▶ [Texto de origem]:
- - -

O medo do escuro é um dos mais primitivos que o ser humano carrega. Tudo parece mais perturbador quando nos é invisível, quando não vemos o que vamos enfrentar. Santo, série espanhola original Netflix, com Bruno Gagliasso no elenco, tem o desconhecido como um dos pontos centrais da trama.
Criada por Carlos López, mas dirigida pelo brasileiro Vicente Amorim, que atualmente conduz a minissérie que contará a trajetória do piloto brasileiro Ayrton Senna, o seriado é um amálgama de gêneros, que vive em uma linha tênue que tenta agregar o suspense, drama e terror.
No seriado, Gagliasso é Cardona, um policial que deseja capturar o narcotraficante conhecido pelo apelido de Santo, cuja identidade todos desconhecem.
No entanto, o policial brasileiro não está sozinho nessa, do outro lado do Atlântico, o policial Millán (Raúl Arévalo) também vive atrás do maior traficante mundial de cocaína.
Entre Madri e Salvador, na Bahia, o único vínculo que ambos têm com Santo é Bárbara (Victoria Guerra), uma misteriosa mulher de origem portuguesa, amante do traficante, que vive no universo espiritual e violento do criminoso.
Se a premissa é interessante e a série é bem produzida, quais os problemas que a tornam problemática? Há algumas opções que não foram certamente as melhores.
A primeira seria as linhas do tempo intermitentes: é bastante confuso acompanhar e conectar as informações que nos são dadas. Cabe ao espectador conectar os fios da trama, e além de exigir, não deixa claro se há algo fundamental a ser descoberto que exija essa dedicação do espectador.
Um segundo ponto complicado é como as transições de gênero embaçam o desejo do roteiro: descobrir quem é o Santo? Acompanhar a jornada dramática e de extenso sofrimento psicológico dos protagonistas?
Apesar de Santo ter uma estética super carregada de símbolos, densa e obscura, seu enredo não é caricato, recheado de visões colonizadoras e clichês sobre o Brasil.
Santo começa e se prolonga pelos 8 episódios da primeira temporada em ritmo alucinado. Essa escolha impacta diretamente em um poder fundamental que os grandes dramas têm: serem meticulosos.

- - -

▶ [Registros de indicação e rotulagem]:
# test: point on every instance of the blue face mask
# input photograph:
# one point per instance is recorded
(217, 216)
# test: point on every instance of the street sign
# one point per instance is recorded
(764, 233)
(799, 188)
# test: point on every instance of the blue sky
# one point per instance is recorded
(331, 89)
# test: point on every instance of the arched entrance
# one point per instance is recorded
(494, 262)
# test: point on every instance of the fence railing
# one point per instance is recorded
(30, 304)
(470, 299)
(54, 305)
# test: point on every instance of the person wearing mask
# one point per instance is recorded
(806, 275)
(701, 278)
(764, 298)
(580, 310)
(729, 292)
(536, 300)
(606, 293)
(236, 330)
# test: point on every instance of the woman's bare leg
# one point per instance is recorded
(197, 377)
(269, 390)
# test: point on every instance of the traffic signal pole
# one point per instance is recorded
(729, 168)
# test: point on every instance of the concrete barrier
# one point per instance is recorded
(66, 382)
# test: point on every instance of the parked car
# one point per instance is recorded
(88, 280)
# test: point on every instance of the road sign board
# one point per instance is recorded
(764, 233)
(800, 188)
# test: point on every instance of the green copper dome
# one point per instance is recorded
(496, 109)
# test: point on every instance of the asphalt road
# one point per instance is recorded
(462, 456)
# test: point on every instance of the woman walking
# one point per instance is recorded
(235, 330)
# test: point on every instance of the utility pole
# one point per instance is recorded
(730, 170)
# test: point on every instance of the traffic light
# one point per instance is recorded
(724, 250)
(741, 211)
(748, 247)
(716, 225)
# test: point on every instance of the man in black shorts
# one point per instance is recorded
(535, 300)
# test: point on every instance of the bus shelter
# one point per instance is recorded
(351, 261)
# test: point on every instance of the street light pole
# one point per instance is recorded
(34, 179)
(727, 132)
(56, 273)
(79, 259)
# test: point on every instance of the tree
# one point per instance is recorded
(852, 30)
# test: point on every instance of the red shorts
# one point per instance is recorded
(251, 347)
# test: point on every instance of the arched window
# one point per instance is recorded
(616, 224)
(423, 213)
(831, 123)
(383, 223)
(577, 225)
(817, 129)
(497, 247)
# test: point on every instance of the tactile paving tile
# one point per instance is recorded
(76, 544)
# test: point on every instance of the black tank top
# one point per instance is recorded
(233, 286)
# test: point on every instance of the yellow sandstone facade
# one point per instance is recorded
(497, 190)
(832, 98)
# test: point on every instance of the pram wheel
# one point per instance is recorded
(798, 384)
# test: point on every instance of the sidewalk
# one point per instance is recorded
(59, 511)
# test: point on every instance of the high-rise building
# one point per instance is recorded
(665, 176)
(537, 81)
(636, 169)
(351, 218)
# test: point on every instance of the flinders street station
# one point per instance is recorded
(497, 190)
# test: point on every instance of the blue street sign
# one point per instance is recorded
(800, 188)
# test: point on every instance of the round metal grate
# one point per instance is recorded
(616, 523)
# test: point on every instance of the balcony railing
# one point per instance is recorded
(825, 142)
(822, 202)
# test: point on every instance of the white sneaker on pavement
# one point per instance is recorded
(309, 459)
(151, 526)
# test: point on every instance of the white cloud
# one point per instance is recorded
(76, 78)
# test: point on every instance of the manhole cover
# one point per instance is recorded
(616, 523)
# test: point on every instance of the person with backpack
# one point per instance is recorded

- - -

▶ [Tarefas escritas]:
1. Indique se cada afirmação abaixo está de acordo com o texto sobre a série Santo, respondendo sim ou não e citando as palavras do texto que decidem a questão.
(a) Vicente Amorim é o criador da série.
(b) A primeira temporada tem 8 episódios.
(c) Bárbara é uma mulher de origem espanhola.
2. Dê continuidade ao texto sobre a série Santo a partir do ponto em que ele termina.
Os registros formam um material independente do texto.

▶ [Resultados]:
1.
(a) Não: "Criada por Carlos López, mas dirigida pelo brasileiro Vicente Amorim".
(b) Sim: "se prolonga pelos 8 episódios da primeira temporada".
(c) Não: "uma misteriosa mulher de origem portuguesa".

2.
As diferentes ramificações criadas pelo cruzamento de linhas temporais distintas, essencialmente entre Brasil e Espanha, também esvaziam de poder a trama tão carregada de simbolismo.
Por fim, retira o que liga passado e futuro: como Cardona e Millán se tornaram tão quebrados? Como foram ser esgotados por esse poder que é o narcotraficante?
É elogiável, no entanto, o tratamento dado à fé. Um conselheiro religioso especializado em cinema foi contratado para as filmagens, assessorando a equipe no processo de elaboração do roteiro preliminar e na pós-produção.
Isso fez com que, apesar de Santo ter uma estética super carregada de símbolos, densa e obscura, seu enredo não fosse caricato, recheado de visões colonizadoras e clichês sobre o Brasil.
É tarefa difícil chegar a um veredito final sobre Santo, porque, apesar de seus problemas, algumas sequências são tão bem feitas (em termos de roteiro, fotografia e direção de arte), que o espectador segue diante da tela.
Muitos ganchos são deixados ao fim da primeira temporada de Santo. Resta saber se Carlos López terá oportunidade de seguir com sua empreitada por mais capítulos. Pelo histórico recente da Netflix, é bom rezar para todos os santos.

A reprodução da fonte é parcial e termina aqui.